Identify every line in the data below that contains the string "stem" and copy each of those lines. Case counts.

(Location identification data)
☆ ☆ ☆ ☆ ☆
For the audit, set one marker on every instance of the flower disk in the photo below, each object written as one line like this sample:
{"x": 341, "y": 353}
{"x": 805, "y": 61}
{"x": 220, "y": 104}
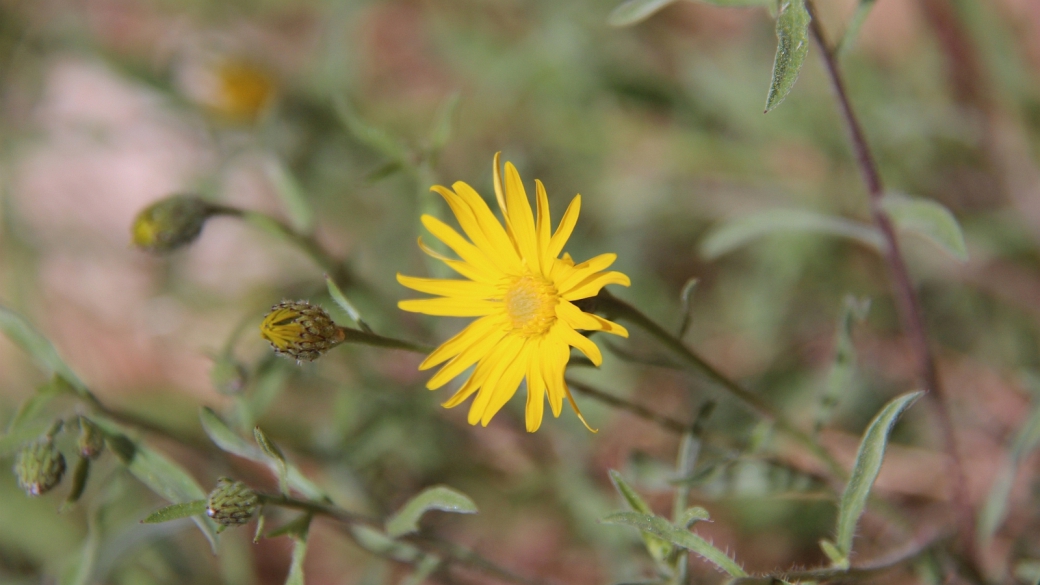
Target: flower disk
{"x": 521, "y": 289}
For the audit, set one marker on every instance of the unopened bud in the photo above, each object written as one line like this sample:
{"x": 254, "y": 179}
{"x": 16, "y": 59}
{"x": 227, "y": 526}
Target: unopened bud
{"x": 40, "y": 467}
{"x": 301, "y": 330}
{"x": 171, "y": 223}
{"x": 232, "y": 503}
{"x": 92, "y": 440}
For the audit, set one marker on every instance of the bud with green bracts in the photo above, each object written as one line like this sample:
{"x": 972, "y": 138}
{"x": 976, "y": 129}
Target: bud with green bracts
{"x": 40, "y": 467}
{"x": 232, "y": 503}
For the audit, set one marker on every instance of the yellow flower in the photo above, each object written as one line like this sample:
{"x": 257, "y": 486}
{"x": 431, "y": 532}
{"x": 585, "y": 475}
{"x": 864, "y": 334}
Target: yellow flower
{"x": 523, "y": 293}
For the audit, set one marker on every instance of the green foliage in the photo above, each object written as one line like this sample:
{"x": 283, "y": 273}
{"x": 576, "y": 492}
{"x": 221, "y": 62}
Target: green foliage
{"x": 406, "y": 520}
{"x": 793, "y": 46}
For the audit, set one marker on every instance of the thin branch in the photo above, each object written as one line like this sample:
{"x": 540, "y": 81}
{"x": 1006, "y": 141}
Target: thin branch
{"x": 906, "y": 298}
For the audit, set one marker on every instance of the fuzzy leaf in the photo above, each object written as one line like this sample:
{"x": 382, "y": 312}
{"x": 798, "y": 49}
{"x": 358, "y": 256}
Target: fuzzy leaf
{"x": 24, "y": 335}
{"x": 177, "y": 511}
{"x": 738, "y": 231}
{"x": 928, "y": 219}
{"x": 441, "y": 498}
{"x": 864, "y": 471}
{"x": 793, "y": 45}
{"x": 679, "y": 537}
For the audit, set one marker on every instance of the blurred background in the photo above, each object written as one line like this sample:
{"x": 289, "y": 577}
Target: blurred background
{"x": 337, "y": 117}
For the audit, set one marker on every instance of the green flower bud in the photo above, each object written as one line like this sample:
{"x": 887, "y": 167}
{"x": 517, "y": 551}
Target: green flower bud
{"x": 301, "y": 330}
{"x": 39, "y": 467}
{"x": 171, "y": 223}
{"x": 232, "y": 503}
{"x": 92, "y": 440}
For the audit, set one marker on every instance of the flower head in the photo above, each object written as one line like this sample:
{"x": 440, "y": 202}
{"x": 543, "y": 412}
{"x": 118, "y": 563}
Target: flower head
{"x": 301, "y": 330}
{"x": 521, "y": 289}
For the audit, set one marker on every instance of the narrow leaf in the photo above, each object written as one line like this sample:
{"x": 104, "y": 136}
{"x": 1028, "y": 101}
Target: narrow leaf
{"x": 928, "y": 219}
{"x": 344, "y": 304}
{"x": 656, "y": 547}
{"x": 739, "y": 231}
{"x": 793, "y": 45}
{"x": 868, "y": 458}
{"x": 25, "y": 336}
{"x": 441, "y": 498}
{"x": 995, "y": 508}
{"x": 679, "y": 537}
{"x": 634, "y": 11}
{"x": 291, "y": 194}
{"x": 855, "y": 23}
{"x": 177, "y": 511}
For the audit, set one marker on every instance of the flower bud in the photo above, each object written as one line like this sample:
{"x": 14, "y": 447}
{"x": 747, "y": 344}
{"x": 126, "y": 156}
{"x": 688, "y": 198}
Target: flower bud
{"x": 301, "y": 330}
{"x": 232, "y": 503}
{"x": 92, "y": 440}
{"x": 39, "y": 467}
{"x": 171, "y": 223}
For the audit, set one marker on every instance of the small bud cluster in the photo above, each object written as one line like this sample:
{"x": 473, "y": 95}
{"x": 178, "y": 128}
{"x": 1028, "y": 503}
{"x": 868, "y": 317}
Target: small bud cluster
{"x": 171, "y": 223}
{"x": 40, "y": 466}
{"x": 232, "y": 503}
{"x": 301, "y": 330}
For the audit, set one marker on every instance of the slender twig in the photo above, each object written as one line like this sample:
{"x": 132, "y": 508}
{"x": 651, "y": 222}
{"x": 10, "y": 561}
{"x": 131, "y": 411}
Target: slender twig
{"x": 906, "y": 299}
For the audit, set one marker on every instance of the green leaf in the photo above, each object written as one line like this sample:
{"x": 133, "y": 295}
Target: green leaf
{"x": 344, "y": 304}
{"x": 375, "y": 138}
{"x": 657, "y": 548}
{"x": 291, "y": 193}
{"x": 230, "y": 441}
{"x": 679, "y": 537}
{"x": 793, "y": 45}
{"x": 995, "y": 507}
{"x": 177, "y": 511}
{"x": 855, "y": 23}
{"x": 299, "y": 554}
{"x": 738, "y": 231}
{"x": 842, "y": 372}
{"x": 25, "y": 336}
{"x": 634, "y": 11}
{"x": 864, "y": 471}
{"x": 441, "y": 498}
{"x": 928, "y": 219}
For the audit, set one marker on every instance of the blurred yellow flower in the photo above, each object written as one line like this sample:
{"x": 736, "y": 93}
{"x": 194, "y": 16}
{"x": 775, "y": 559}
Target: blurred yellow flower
{"x": 521, "y": 289}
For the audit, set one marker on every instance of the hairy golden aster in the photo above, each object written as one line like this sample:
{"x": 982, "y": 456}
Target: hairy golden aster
{"x": 521, "y": 289}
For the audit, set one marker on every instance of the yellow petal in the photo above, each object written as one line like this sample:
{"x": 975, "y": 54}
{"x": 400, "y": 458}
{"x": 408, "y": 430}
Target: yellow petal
{"x": 446, "y": 287}
{"x": 450, "y": 307}
{"x": 566, "y": 227}
{"x": 591, "y": 286}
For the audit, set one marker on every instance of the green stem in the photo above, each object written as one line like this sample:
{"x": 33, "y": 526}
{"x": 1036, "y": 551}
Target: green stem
{"x": 616, "y": 307}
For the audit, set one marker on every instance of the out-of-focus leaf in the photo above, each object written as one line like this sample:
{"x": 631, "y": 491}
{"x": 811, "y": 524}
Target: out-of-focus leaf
{"x": 373, "y": 137}
{"x": 656, "y": 547}
{"x": 842, "y": 373}
{"x": 230, "y": 441}
{"x": 299, "y": 554}
{"x": 679, "y": 537}
{"x": 864, "y": 471}
{"x": 177, "y": 511}
{"x": 855, "y": 23}
{"x": 441, "y": 498}
{"x": 344, "y": 304}
{"x": 930, "y": 220}
{"x": 634, "y": 11}
{"x": 738, "y": 231}
{"x": 289, "y": 189}
{"x": 24, "y": 335}
{"x": 373, "y": 540}
{"x": 995, "y": 507}
{"x": 793, "y": 45}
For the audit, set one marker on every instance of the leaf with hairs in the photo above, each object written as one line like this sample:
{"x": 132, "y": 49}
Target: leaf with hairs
{"x": 864, "y": 471}
{"x": 793, "y": 46}
{"x": 441, "y": 498}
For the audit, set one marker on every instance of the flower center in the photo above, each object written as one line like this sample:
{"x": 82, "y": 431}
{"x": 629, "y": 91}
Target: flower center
{"x": 530, "y": 302}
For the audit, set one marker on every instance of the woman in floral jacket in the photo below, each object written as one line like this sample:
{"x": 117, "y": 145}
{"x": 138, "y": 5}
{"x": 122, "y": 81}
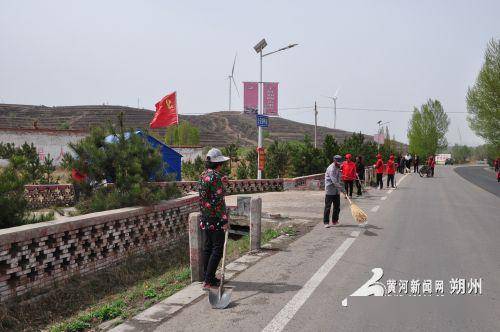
☆ ☆ ☆ ☆ ☆
** Full solution **
For the audit, set one marker on every instance of the green stem in the photo above, each object written as one line like this sample:
Target: green stem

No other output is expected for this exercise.